— Start of Input records —
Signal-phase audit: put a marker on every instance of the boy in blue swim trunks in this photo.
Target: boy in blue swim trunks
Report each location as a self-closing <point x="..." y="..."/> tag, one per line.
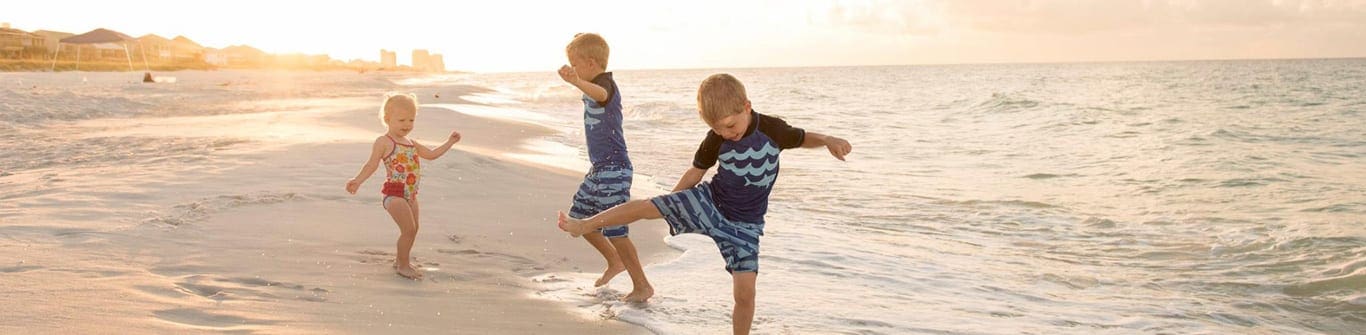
<point x="731" y="207"/>
<point x="608" y="182"/>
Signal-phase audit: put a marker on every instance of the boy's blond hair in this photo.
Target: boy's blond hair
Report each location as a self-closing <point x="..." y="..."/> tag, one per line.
<point x="720" y="96"/>
<point x="589" y="45"/>
<point x="398" y="101"/>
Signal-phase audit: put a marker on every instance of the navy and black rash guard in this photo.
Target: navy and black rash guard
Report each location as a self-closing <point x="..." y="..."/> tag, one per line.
<point x="603" y="126"/>
<point x="749" y="167"/>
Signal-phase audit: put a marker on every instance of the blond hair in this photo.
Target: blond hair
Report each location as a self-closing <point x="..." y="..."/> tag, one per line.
<point x="398" y="101"/>
<point x="720" y="96"/>
<point x="589" y="45"/>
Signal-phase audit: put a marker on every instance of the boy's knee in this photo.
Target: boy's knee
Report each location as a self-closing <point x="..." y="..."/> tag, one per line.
<point x="745" y="298"/>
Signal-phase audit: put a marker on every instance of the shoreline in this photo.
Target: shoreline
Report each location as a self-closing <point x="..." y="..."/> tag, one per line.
<point x="257" y="235"/>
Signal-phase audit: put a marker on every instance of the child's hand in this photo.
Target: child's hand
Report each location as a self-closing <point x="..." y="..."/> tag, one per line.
<point x="455" y="137"/>
<point x="568" y="74"/>
<point x="838" y="146"/>
<point x="351" y="186"/>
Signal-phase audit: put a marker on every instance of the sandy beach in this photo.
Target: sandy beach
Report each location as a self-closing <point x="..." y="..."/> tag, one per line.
<point x="226" y="212"/>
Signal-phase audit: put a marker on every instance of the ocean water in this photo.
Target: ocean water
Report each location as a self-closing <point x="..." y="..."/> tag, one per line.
<point x="1183" y="197"/>
<point x="1186" y="197"/>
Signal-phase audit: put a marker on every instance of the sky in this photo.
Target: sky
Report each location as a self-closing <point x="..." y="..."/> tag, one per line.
<point x="530" y="36"/>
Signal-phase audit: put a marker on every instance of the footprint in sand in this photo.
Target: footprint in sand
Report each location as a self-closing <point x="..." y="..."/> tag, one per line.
<point x="19" y="268"/>
<point x="196" y="317"/>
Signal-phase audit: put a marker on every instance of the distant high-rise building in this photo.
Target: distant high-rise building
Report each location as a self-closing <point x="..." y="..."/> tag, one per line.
<point x="437" y="63"/>
<point x="420" y="59"/>
<point x="388" y="59"/>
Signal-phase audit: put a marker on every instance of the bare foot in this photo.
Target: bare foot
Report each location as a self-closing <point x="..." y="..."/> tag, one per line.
<point x="409" y="272"/>
<point x="570" y="224"/>
<point x="608" y="274"/>
<point x="639" y="294"/>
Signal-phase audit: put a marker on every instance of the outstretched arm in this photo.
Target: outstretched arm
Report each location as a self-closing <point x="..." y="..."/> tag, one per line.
<point x="690" y="178"/>
<point x="440" y="151"/>
<point x="594" y="92"/>
<point x="838" y="146"/>
<point x="373" y="163"/>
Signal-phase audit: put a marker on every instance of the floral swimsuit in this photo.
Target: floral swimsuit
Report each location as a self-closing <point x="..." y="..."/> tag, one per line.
<point x="402" y="172"/>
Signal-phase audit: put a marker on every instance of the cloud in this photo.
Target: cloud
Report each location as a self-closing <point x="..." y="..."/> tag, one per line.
<point x="1085" y="17"/>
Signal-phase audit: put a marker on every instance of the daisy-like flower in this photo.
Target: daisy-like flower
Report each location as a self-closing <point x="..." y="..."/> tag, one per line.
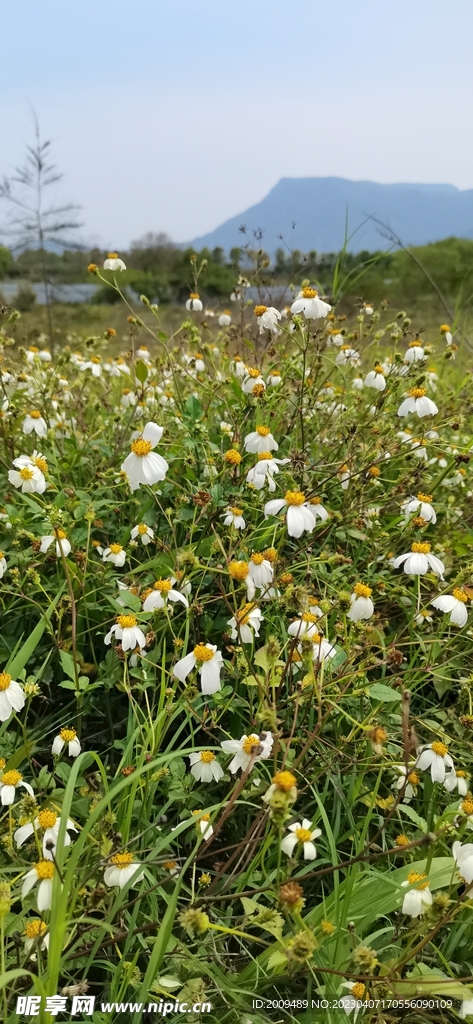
— End of Input records —
The task => Lay out every line of the items above as a Markdown table with two columns, Row for the row number and Line for the line itself, skipping blank lines. Leave the pictures out of the table.

Solution for this task =>
| Row | Line |
|---|---|
| 1 | Signal-phase audit: put a marker on every instance of the boy in blue swim trunks in this photo. |
| 2 | Target: boy in blue swim trunks |
| 3 | Report each location as a self-closing <point x="..." y="..."/> tag, one per line. |
| 4 | <point x="731" y="207"/> |
| 5 | <point x="608" y="182"/> |
| 6 | Signal-phase audit: put a marker on every instance of the boy's blond hair in this photo. |
| 7 | Target: boy's blond hair |
| 8 | Report each location as a self-closing <point x="..." y="..."/> tag, one per line. |
| 9 | <point x="720" y="96"/> |
| 10 | <point x="589" y="45"/> |
| 11 | <point x="398" y="101"/> |
| 12 | Signal-phase audit: put a marker on every instance of the navy and black rash guard in this photo. |
| 13 | Target: navy and black rash guard |
| 14 | Report each location as a self-closing <point x="..." y="..."/> tag, one per line. |
| 15 | <point x="603" y="126"/> |
| 16 | <point x="749" y="167"/> |
| 17 | Signal-phase audit: put a marker on every instance of the blond hair in this photo. |
| 18 | Target: blond hair |
| 19 | Report each location as a self-closing <point x="..." y="..."/> tag, one per line. |
| 20 | <point x="398" y="101"/> |
| 21 | <point x="720" y="96"/> |
| 22 | <point x="589" y="45"/> |
| 23 | Signal-phase audit: put a marker on every instance of the boy's knee in this photo. |
| 24 | Target: boy's knee |
| 25 | Report each location as a self-closing <point x="..." y="..."/> tag, one per line. |
| 26 | <point x="745" y="298"/> |
| 27 | Signal-phase audit: put a marker on every instance of the shoreline in this photo. |
| 28 | Target: shoreline |
| 29 | Report each location as a self-closing <point x="..." y="..."/> tag, one per line. |
| 30 | <point x="257" y="235"/> |
| 31 | Signal-phase audit: put a marker on every instance of the child's hand in this photo. |
| 32 | Target: child's hand |
| 33 | Report each location as a self-closing <point x="..." y="..."/> tag, one per line. |
| 34 | <point x="455" y="137"/> |
| 35 | <point x="568" y="74"/> |
| 36 | <point x="838" y="146"/> |
| 37 | <point x="351" y="186"/> |
| 38 | Signal-phase audit: put a marker on every instance of the sandy beach in this photo. |
| 39 | Target: sandy beach |
| 40 | Report each location as a self-closing <point x="..." y="..."/> tag, one per line. |
| 41 | <point x="226" y="212"/> |
| 42 | Signal-phase audit: put a marker on every instance of the ocean water in this photo. |
| 43 | Target: ocean water |
| 44 | Report each location as a self-closing <point x="..." y="..."/> tag, one per line. |
| 45 | <point x="1183" y="197"/> |
| 46 | <point x="1186" y="197"/> |
| 47 | Signal-phase audit: put a marker on every instance of the sky in this photo. |
| 48 | Target: sky |
| 49 | Report each location as a self-closing <point x="..." y="..."/> tag, one per line. |
| 50 | <point x="530" y="36"/> |
| 51 | Signal-phase audit: put a marker on every instance of the footprint in sand in this photo. |
| 52 | Target: footprint in sand |
| 53 | Report each location as a self-closing <point x="..." y="..."/> tag, one per line. |
| 54 | <point x="19" y="268"/> |
| 55 | <point x="196" y="317"/> |
| 56 | Signal-phase audit: put a marker on every instance of the distant high-rise building in this photo. |
| 57 | Target: distant high-rise building |
| 58 | Report each location as a self-closing <point x="..." y="..."/> tag, one per line. |
| 59 | <point x="437" y="63"/> |
| 60 | <point x="420" y="59"/> |
| 61 | <point x="388" y="59"/> |
| 62 | Signal-phase audit: put a marker on every instance of the bare foot in this photo. |
| 63 | Target: bare foot |
| 64 | Report each location as a self-closing <point x="..." y="..."/> tag, one per line. |
| 65 | <point x="409" y="272"/> |
| 66 | <point x="570" y="224"/> |
| 67 | <point x="608" y="274"/> |
| 68 | <point x="639" y="294"/> |
| 69 | Signal-phase audit: put a marker on every instance of the outstretched arm in this photo. |
| 70 | Target: outstretched arm |
| 71 | Report each location as a self-closing <point x="..." y="..."/> tag, one per line. |
| 72 | <point x="690" y="178"/> |
| 73 | <point x="440" y="151"/> |
| 74 | <point x="594" y="92"/> |
| 75 | <point x="838" y="146"/> |
| 76 | <point x="373" y="163"/> |
| 77 | Signal-phase audit: put a marker on every instance of the floral swimsuit in this photo. |
| 78 | Target: floral swimsuit |
| 79 | Report each location as a self-closing <point x="..." y="..."/> tag, one per line. |
| 80 | <point x="402" y="172"/> |
| 81 | Signal-phase audit: put a marker on every instance of the cloud in this photo. |
| 82 | Target: cloud |
| 83 | Report each location as a self-closing <point x="..." y="..."/> tag, one per line. |
| 84 | <point x="1085" y="17"/> |
| 85 | Signal-phase audit: put a marker on every instance of the daisy-like flower in this photo. |
| 86 | Target: daisy-like flower |
| 87 | Report each location as a self-closing <point x="..." y="..."/> tag, one per line. |